Top of DATA TO PROCESS

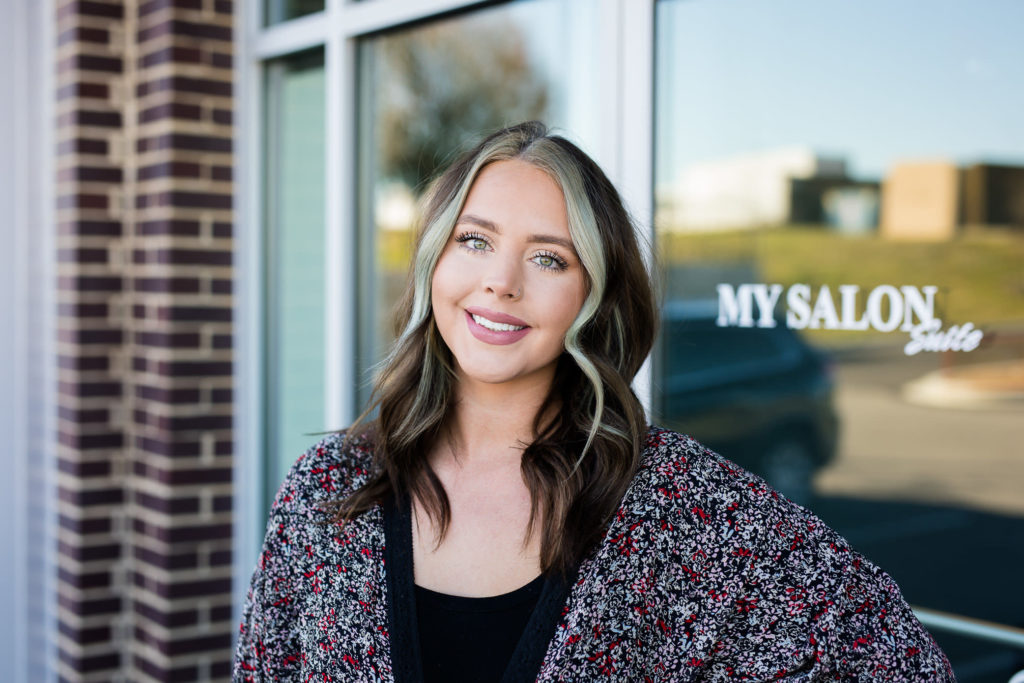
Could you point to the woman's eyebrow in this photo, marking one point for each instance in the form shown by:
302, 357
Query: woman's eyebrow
537, 238
480, 222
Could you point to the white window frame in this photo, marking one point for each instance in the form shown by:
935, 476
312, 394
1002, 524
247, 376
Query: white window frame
28, 355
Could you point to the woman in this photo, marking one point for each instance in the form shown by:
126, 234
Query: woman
509, 515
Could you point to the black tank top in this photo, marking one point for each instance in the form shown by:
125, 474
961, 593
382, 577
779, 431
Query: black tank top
471, 640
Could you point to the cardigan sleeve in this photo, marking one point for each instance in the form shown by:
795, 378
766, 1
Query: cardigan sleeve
268, 646
812, 608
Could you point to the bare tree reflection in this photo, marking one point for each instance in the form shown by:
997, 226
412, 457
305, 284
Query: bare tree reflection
444, 84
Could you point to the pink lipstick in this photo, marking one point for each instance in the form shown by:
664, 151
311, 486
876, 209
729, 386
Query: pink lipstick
494, 328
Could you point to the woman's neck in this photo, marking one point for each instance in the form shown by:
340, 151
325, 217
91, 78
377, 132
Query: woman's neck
492, 424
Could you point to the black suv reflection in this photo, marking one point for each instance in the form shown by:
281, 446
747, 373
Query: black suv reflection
760, 396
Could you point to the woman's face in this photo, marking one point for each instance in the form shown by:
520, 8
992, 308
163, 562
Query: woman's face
509, 284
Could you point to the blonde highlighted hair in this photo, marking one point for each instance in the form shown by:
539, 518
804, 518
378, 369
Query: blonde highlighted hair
581, 462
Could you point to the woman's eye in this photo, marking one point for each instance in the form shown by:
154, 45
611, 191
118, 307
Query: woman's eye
550, 262
473, 243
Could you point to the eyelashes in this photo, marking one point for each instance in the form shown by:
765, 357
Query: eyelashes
476, 243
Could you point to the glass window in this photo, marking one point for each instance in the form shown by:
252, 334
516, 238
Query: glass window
427, 92
838, 212
294, 191
275, 11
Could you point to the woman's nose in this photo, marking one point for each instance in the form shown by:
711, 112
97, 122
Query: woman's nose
504, 279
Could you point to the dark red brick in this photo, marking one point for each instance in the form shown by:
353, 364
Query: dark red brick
184, 674
82, 255
185, 228
91, 664
84, 90
199, 644
91, 607
173, 53
167, 285
218, 286
184, 84
108, 440
90, 8
90, 337
194, 368
198, 475
82, 201
169, 449
80, 363
84, 35
194, 313
89, 498
108, 551
175, 169
90, 118
83, 310
188, 29
179, 395
221, 395
184, 142
167, 620
173, 506
90, 174
85, 636
156, 5
179, 111
221, 60
104, 228
195, 422
89, 284
86, 526
194, 257
168, 339
186, 560
85, 469
90, 62
84, 416
89, 389
220, 557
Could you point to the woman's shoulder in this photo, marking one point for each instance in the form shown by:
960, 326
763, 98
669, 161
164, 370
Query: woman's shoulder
329, 470
680, 477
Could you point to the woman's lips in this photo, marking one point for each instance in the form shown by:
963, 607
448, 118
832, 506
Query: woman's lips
497, 337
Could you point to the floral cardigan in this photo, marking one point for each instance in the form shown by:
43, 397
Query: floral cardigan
705, 573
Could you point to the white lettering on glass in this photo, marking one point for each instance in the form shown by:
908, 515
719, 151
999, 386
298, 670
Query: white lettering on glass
886, 308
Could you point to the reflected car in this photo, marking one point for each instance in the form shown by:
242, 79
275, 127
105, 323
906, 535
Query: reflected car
760, 396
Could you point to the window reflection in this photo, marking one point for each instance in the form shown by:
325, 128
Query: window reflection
294, 258
838, 213
275, 11
430, 91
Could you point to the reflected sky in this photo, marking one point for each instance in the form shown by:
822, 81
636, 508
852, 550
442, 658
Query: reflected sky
872, 81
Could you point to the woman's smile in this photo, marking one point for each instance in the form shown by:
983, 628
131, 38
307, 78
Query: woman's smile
494, 328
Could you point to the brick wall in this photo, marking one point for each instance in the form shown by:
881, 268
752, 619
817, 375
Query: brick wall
144, 111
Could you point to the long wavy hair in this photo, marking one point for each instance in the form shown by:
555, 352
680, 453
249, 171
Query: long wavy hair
583, 459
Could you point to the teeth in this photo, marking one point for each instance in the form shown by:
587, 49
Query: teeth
496, 327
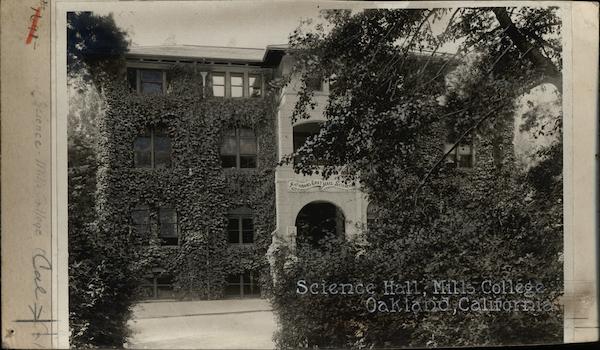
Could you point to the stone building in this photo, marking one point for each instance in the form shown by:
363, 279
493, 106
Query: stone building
189, 168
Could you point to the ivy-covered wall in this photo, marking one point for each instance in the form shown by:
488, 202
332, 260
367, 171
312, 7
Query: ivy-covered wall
196, 185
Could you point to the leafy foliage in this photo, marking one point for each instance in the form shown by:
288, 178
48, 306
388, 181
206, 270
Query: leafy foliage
393, 103
94, 44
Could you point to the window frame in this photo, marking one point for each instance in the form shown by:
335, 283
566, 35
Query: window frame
227, 87
152, 132
239, 215
253, 282
139, 80
454, 154
238, 155
154, 223
160, 224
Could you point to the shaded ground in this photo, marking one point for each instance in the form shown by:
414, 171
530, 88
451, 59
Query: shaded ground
206, 324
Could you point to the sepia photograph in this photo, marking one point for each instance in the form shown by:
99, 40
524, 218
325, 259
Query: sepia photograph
281, 175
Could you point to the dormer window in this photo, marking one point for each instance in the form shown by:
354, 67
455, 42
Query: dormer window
236, 84
254, 85
151, 81
314, 83
461, 156
218, 84
152, 149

Bottom of DATA TO PROCESS

**TASK PROMPT:** Please print the entries shown above again, exactly, and skip the pictures.

**ANSWER TO THIS EXERCISE:**
Could you point to the woman's eyebrow in this photo, marking one point for each instance in the form shown by:
302, 357
Query: woman's eyebrow
537, 238
480, 222
Could you point to the white window frame in this photo, marking one point for each instance in the form shown by:
935, 476
312, 394
1002, 524
247, 376
Query: white window frame
28, 355
Could you point to the woman in this photo, marking one point for each instance in the form shown by:
126, 234
Query: woman
509, 515
Could you point to the black tank top in this photo, marking one point for each instance in the form shown by:
125, 474
961, 593
382, 577
779, 431
Query: black tank top
471, 640
Could you point to the cardigan sleeve in this photo, marking one point for each instance in the form shown by:
795, 378
766, 1
Query: cardigan sleeve
268, 646
812, 608
Could you point to the bare tree reflection in this photo, marking one point for each instance in the form shown by:
997, 226
412, 457
305, 284
Query: bare tree reflection
444, 84
Could you point to the pink lipstick in this photo, marking one point for each instance in the form shown by:
664, 151
311, 486
876, 209
729, 386
Query: pink lipstick
494, 328
Could you point to the woman's neck in this photo, marking one point for each instance in the form shown by:
340, 151
325, 217
91, 78
377, 132
Query: woman's neck
492, 424
Could you point to the black suv reflection in this photo, marking one point for each instance in the form shown by:
281, 446
747, 373
Query: black suv reflection
760, 396
Could you point to the woman's face in this photo, marking one point for each instance in the form shown by:
520, 8
992, 308
163, 562
Query: woman's face
509, 284
Could you point to the blonde highlighted hair in this photo, marking one point for each instance in the form shown by:
539, 518
804, 518
378, 369
Query: blonde highlighted hair
581, 462
Could you point to the woman's eye in this photo, marking one point for each instance in the form shown by:
154, 45
611, 191
118, 307
Query: woman's eye
550, 262
473, 243
Could you point to the eyelashes in this photo, marking one point for each instance in the form shown by:
765, 357
Query: eyelashes
476, 243
Could you point to the glass window in this photo, marking one point for each instance in the form shown by:
252, 334
516, 238
Query: glass window
427, 92
838, 212
294, 191
275, 11
Could you point to the woman's nose in this photo, marking one point for each instance in the form shown by:
711, 112
97, 122
Query: woman's nose
504, 279
Could you point to the dark red brick in this photo, marking one point for each instance in the form shown by:
353, 364
Query: dark red brick
184, 674
82, 255
185, 228
91, 664
84, 90
199, 644
91, 607
173, 53
167, 285
218, 286
184, 84
108, 440
90, 8
90, 337
194, 368
198, 475
82, 201
169, 449
80, 363
84, 35
194, 313
89, 498
108, 551
175, 169
90, 118
83, 310
188, 29
179, 395
221, 395
184, 142
167, 620
173, 506
90, 174
85, 636
156, 5
179, 111
221, 60
104, 228
195, 422
89, 284
86, 526
194, 257
168, 339
186, 560
85, 469
90, 62
84, 416
89, 389
220, 557
Could you point to the woman's shoulder in this photo, marking one point for each instance in the form shown by:
960, 326
763, 98
669, 161
164, 370
Query: woman's shoulder
329, 470
680, 477
Could you point to the woman's lips in this photo, marking one point for each instance in the form shown by:
963, 607
448, 118
832, 506
Query: woman's lips
497, 337
Could you point to the floral cardigan in this photo, marking one point for each instance in the form shown by:
43, 397
Query: floral cardigan
705, 573
Could you point to the white lettering on glass in this photo, marking one point for each instance in the form shown by:
908, 515
719, 151
999, 386
298, 670
Query: white lettering on glass
886, 308
Could you point to the reflected car in this photo, marking one point for each instance in the form shown by:
242, 79
275, 127
105, 323
906, 535
Query: reflected car
760, 396
Could you point to the window reflection in this photo, marking one point for each instance in the form shown by:
325, 128
Query: window reflection
294, 258
838, 213
275, 11
430, 91
Could you point to the reflected sky in this photo, marking one point for each instance in the form shown by:
822, 81
636, 508
852, 550
442, 658
Query: reflected sky
872, 81
Could you point to the woman's smile in this photo, marking one point for each instance in the form shown by:
983, 628
131, 38
307, 78
Query: woman's smile
494, 328
Could you point to the brick wall in this photo, marking one point for each instance in the form shown by:
881, 268
752, 619
817, 375
Query: brick wall
144, 111
Could you point to the long wavy hair in this photo, marking one point for each instance in the form shown by:
555, 352
680, 453
249, 171
Query: long wavy hair
583, 459
Could you point to the teeth in this photo, marking one point for each instance in the form shown by:
587, 49
Query: teeth
496, 327
Could you point to the stone building in this photo, marking one point for each instance in the form shown by:
363, 279
493, 106
Query: stone building
189, 168
Could you point to the ivy-covered wall in this photo, marking one point for each instance in the form shown by:
488, 202
332, 260
367, 171
312, 7
Query: ivy-covered wall
196, 185
Could you point to the leafy foliage in this photo, marking one point for each instance in the form shown by:
288, 178
48, 306
388, 181
206, 270
Query: leafy foliage
393, 103
94, 44
Could you point to the window frame in this photo, marking one point for each instance in the form shown by:
335, 283
566, 35
Query: window frame
227, 87
152, 132
239, 215
253, 282
139, 80
454, 154
238, 155
154, 223
160, 224
Could you point to the shaded ground in this photo, marking one point for each instance in the form shown by:
414, 171
530, 88
451, 59
Query: shaded ground
206, 324
Could you point to the sepia photograph in this photo, marking one point for each instance in the form shown by:
99, 40
524, 218
325, 259
Query: sepia photograph
281, 175
Could you point to the dormer window in this photo, marking one point for each instance in the form shown by:
354, 67
455, 42
Query: dormer window
236, 84
254, 85
151, 81
314, 83
461, 156
218, 84
152, 149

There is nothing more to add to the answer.